:: Activity ::
Look through the records, and whenever a line includes the word "wing", copy it.

:: Provided records ::
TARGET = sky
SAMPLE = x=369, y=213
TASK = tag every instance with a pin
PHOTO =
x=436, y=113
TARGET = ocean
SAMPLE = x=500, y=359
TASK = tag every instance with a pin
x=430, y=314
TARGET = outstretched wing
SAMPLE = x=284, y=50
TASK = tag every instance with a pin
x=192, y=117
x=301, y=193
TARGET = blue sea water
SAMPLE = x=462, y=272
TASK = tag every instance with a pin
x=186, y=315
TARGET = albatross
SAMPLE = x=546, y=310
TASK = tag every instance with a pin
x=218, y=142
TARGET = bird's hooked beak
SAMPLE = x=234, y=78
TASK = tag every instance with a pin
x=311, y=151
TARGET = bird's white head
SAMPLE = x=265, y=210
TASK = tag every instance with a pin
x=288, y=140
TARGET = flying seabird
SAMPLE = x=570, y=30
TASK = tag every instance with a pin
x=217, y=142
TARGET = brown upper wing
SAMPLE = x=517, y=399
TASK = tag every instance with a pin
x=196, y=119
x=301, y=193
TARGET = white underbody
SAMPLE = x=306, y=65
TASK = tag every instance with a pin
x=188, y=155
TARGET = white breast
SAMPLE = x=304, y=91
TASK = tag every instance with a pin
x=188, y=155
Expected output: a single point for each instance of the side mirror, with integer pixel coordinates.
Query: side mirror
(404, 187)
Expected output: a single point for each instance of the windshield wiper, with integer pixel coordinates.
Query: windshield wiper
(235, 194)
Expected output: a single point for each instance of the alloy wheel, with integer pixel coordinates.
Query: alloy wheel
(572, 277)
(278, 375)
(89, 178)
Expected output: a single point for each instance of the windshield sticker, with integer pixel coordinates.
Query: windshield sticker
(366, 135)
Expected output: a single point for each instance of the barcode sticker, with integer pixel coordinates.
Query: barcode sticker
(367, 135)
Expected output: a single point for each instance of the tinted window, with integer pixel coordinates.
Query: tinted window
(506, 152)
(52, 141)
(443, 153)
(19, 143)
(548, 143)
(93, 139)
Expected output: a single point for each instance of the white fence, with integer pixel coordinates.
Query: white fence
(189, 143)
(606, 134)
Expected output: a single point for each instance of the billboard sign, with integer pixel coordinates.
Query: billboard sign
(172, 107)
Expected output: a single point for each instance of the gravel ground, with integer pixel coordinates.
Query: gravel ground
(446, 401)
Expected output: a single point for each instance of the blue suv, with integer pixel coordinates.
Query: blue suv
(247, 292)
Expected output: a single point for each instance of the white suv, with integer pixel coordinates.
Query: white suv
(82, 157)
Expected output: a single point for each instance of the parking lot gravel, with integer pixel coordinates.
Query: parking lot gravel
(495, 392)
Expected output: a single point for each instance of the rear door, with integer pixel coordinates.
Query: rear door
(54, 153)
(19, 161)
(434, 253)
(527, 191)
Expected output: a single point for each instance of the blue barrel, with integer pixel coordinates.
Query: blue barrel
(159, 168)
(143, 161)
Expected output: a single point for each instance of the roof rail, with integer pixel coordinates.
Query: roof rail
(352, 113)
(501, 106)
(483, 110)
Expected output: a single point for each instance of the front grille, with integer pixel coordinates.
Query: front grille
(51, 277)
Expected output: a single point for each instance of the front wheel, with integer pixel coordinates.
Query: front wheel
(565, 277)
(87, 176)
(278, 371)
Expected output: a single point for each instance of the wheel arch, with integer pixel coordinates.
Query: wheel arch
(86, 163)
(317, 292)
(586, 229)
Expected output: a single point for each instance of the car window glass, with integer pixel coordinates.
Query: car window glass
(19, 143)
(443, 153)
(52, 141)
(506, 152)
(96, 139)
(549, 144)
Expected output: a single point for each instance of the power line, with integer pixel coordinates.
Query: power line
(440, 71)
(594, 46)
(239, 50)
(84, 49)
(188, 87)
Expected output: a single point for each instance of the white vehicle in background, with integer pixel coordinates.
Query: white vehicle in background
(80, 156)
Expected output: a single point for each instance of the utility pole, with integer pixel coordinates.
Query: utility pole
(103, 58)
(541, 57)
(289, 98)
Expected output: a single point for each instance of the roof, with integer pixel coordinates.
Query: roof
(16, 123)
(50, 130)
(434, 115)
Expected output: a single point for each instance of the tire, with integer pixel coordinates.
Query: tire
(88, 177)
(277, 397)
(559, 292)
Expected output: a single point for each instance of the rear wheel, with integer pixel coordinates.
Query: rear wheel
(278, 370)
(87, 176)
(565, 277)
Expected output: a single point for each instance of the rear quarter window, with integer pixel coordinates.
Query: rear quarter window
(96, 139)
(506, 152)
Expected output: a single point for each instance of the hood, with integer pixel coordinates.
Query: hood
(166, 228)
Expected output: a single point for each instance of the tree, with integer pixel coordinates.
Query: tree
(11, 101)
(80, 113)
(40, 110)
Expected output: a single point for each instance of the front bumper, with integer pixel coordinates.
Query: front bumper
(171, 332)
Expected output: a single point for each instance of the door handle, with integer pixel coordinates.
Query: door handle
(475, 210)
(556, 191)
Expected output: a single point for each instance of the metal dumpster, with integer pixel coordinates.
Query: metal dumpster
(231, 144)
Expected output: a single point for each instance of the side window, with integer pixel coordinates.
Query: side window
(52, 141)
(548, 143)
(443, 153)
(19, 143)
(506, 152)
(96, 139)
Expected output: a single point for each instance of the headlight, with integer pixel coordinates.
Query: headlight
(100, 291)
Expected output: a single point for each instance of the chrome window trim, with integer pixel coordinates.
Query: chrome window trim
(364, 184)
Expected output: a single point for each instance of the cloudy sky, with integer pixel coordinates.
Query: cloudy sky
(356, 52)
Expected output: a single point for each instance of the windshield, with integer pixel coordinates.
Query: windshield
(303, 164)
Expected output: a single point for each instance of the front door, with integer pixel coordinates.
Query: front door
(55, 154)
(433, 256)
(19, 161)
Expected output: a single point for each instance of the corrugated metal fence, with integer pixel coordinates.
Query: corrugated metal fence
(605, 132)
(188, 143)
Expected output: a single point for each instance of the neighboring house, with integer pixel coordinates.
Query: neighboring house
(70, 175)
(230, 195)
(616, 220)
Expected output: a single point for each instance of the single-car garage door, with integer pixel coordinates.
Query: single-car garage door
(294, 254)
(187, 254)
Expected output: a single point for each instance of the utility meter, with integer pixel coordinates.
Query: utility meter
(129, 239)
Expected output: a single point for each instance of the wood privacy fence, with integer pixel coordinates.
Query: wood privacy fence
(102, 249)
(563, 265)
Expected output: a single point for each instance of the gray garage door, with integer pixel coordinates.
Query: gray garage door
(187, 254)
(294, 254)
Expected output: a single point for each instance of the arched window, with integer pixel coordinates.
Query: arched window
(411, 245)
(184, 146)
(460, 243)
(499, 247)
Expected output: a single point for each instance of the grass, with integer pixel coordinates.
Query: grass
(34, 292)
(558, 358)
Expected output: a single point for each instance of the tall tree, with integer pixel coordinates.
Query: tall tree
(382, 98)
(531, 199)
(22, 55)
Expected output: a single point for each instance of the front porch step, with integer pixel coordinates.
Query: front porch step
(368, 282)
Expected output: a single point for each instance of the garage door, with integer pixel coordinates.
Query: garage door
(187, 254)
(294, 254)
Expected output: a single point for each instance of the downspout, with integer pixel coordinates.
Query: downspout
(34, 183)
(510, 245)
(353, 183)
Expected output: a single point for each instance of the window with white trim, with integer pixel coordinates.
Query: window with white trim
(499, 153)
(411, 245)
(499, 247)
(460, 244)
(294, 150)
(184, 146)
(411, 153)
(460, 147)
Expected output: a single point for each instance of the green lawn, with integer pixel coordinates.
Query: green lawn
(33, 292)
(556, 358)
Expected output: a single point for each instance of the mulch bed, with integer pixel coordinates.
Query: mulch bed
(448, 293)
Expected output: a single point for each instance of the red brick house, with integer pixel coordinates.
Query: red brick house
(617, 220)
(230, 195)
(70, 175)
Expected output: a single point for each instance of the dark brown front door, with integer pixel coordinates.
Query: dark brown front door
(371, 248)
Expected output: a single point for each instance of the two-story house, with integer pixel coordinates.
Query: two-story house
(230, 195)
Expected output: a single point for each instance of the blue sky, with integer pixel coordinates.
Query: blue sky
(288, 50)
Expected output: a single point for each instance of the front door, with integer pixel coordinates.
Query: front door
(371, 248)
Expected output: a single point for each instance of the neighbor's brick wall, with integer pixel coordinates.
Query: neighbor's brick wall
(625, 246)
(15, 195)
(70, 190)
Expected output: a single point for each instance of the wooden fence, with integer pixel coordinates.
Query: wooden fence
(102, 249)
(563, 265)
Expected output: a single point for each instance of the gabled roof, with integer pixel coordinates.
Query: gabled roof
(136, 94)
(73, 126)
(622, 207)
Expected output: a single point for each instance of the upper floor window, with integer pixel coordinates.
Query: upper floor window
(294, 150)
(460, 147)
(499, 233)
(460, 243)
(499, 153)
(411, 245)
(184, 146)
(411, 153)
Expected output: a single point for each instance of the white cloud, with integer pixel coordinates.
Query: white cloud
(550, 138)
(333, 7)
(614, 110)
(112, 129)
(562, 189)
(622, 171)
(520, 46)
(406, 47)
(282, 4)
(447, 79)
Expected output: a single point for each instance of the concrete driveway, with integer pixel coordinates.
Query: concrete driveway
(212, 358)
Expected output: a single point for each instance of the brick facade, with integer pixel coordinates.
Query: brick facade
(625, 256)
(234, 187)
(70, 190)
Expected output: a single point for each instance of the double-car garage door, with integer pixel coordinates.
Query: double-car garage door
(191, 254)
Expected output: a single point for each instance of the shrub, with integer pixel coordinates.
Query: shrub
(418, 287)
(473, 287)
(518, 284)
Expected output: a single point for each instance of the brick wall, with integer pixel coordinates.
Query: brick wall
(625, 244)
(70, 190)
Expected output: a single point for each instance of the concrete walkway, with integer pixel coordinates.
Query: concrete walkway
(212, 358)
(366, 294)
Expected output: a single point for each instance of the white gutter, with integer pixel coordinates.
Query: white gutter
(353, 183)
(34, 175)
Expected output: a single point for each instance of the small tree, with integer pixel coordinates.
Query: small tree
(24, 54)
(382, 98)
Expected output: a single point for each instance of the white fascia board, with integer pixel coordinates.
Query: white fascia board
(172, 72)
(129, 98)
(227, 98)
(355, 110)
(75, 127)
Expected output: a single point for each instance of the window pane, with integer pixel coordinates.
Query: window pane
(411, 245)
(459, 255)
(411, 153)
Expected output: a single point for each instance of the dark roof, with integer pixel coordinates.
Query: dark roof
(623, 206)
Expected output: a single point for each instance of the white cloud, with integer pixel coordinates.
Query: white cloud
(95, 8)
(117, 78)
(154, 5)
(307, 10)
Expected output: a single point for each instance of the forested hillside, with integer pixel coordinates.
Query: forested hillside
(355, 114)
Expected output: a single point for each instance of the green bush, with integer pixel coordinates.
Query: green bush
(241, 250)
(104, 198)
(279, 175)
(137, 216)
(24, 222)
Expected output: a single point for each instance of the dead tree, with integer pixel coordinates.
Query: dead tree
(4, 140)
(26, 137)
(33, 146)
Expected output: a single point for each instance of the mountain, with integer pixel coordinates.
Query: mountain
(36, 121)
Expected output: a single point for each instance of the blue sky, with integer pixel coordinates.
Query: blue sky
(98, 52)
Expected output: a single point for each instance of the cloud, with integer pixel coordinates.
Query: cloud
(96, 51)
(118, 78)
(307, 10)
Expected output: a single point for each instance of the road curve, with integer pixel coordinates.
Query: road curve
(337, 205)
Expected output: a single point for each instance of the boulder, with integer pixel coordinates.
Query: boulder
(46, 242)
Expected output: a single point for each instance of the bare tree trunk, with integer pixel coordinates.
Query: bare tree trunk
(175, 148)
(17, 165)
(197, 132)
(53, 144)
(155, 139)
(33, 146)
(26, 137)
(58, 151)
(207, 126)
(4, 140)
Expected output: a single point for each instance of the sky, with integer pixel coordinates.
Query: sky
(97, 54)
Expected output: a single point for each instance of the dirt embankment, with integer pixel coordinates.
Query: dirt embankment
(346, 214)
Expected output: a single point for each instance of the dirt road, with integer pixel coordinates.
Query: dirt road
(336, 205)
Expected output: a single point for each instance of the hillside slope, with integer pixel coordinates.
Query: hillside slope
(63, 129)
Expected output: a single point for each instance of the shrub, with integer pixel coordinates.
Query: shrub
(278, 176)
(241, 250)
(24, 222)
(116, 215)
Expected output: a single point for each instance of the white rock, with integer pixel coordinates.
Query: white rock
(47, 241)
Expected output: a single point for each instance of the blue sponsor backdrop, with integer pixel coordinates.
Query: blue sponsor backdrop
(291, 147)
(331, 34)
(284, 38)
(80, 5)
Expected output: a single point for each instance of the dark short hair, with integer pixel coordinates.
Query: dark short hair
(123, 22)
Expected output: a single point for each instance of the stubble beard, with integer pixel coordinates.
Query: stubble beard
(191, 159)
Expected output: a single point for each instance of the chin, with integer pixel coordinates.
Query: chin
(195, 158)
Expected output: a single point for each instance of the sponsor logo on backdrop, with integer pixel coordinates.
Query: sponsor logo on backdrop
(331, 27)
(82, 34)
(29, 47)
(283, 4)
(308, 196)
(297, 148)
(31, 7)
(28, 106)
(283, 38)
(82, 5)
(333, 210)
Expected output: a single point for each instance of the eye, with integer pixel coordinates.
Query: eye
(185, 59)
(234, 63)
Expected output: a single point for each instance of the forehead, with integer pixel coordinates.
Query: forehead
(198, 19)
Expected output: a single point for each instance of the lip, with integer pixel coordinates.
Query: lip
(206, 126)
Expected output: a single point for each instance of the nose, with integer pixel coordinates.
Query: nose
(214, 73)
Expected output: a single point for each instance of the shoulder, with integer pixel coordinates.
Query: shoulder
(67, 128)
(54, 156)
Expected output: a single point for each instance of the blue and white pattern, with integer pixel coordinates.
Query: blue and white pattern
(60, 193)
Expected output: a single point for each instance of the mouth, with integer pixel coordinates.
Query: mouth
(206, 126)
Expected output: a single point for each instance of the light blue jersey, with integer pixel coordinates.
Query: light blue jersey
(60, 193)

:: Your response ::
TARGET = outstretched wing
TARGET = brown upper wing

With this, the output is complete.